Quoted passage
George Ogilvy Reid (1851-1928) was a Scottish landscape and portrait artist operating in the late 19th and early 20th century. He lived his entire life in Leith, the harbour area of Edinburgh.

Life

Born in Leith in 1851, he originally studied to be an engraver.

He later studied art at the Trustee’s Academy on Picardy Place (the forerunner of the Edinburgh College of Art).

In October 1891 he received a Royal Commission to paint the baptism of Queen Victoria’s grandchild, Prince Maurice of Battenburg. At this time he was living in a flat at 12 Warrender Park Terrace and had a studio at 20 George Street in the New Town in Edinburgh.

In 1896 he was sculpted by David Watson Stevenson.

In 1911 he was living at 11 Carlton Street in Stockbridge, Edinburgh and had studios at the Synod Hall on Castle Terrace.

He died on 11 April 1928. He is buried near the north-west corner of Rosebank Cemetery in Edinburgh with his wife, Christian MacNab. Their daughter, Christian MacPherson Reid (d.1937) also lies with them.

To-do list
A. In the biography of George Ogilvy Reid, at which institution did he study art?
B. Decide whether each statement agrees with the biography of George Ogilvy Reid, and support each yes or no with the deciding words of the biography quoted exactly: (i) Before studying art, he trained to be an engraver. (ii) David Watson Stevenson sculpted him in 1891. (iii) His daughter is buried in the same place as Reid and his wife.

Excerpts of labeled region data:
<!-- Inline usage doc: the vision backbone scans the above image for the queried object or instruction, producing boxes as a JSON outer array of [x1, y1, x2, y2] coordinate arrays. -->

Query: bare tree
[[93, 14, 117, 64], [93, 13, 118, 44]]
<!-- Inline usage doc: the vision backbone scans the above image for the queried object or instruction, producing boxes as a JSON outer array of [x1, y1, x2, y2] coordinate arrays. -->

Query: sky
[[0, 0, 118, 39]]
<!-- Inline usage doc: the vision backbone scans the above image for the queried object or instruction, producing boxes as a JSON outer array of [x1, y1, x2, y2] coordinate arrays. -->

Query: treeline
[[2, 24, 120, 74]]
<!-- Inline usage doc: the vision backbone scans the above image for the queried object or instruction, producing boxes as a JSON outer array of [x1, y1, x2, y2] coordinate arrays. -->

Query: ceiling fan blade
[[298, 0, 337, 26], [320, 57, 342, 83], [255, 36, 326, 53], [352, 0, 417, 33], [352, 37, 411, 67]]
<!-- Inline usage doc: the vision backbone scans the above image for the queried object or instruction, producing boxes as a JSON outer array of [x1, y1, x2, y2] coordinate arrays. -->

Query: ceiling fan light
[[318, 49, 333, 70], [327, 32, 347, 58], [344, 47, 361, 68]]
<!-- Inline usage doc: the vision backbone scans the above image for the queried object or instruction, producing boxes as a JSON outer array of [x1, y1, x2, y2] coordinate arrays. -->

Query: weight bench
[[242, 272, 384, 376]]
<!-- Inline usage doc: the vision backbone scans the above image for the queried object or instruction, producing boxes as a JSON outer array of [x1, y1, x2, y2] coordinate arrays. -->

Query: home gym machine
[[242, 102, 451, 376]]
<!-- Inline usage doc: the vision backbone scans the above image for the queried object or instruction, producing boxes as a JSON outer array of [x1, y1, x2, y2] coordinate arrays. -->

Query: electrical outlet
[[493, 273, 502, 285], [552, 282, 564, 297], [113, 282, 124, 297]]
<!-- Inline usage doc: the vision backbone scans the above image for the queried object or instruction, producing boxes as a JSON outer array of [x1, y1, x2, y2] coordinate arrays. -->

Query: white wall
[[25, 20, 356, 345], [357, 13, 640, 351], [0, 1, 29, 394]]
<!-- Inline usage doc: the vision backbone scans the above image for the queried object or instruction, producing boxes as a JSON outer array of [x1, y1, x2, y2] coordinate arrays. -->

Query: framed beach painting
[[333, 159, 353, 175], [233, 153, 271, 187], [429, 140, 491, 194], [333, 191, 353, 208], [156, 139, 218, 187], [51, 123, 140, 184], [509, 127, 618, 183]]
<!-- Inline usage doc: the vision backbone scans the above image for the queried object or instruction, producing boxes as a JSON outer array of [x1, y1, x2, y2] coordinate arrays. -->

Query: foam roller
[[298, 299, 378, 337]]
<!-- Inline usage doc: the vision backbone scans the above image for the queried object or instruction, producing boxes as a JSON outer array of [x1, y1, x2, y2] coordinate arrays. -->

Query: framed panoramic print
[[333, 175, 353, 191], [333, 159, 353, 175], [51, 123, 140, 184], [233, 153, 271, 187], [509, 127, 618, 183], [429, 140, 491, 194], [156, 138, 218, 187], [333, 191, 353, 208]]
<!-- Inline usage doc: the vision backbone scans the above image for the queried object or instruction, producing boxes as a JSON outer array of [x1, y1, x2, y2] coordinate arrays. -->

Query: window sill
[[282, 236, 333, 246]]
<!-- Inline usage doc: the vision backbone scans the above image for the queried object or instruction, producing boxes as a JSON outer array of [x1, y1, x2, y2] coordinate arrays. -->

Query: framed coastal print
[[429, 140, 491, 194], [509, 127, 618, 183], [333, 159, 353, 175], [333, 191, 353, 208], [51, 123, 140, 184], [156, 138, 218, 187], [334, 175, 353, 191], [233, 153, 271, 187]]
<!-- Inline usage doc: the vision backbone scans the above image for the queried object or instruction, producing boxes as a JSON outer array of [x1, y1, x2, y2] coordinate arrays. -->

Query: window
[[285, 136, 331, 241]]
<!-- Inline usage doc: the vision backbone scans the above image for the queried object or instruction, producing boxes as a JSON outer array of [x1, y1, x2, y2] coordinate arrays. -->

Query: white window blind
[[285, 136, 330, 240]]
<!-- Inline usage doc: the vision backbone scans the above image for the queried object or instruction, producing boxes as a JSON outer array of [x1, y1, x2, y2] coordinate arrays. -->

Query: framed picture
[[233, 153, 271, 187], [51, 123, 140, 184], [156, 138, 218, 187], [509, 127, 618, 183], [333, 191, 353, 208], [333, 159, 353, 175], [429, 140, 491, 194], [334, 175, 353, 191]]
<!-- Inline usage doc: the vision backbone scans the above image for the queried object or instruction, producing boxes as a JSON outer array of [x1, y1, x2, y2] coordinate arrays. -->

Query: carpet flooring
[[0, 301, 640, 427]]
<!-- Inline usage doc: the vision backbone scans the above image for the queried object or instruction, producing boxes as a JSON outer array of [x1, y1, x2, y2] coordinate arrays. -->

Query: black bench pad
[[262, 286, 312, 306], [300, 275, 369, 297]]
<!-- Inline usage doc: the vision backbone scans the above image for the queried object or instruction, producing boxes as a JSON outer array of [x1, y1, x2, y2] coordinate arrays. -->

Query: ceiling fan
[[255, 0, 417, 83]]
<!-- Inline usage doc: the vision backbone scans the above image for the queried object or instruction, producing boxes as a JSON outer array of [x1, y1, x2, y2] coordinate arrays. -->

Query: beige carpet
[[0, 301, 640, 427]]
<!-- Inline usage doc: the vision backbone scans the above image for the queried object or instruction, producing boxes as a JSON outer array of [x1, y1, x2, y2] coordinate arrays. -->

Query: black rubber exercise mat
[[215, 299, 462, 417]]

Solutions
A. The Trustee’s Academy on Picardy Place

B.
(i) Yes: "he originally studied to be an engraver."
(ii) No: "In 1896 he was sculpted by David Watson Stevenson."
(iii) Yes: "Their daughter, Christian MacPherson Reid (d.1937) also lies with them."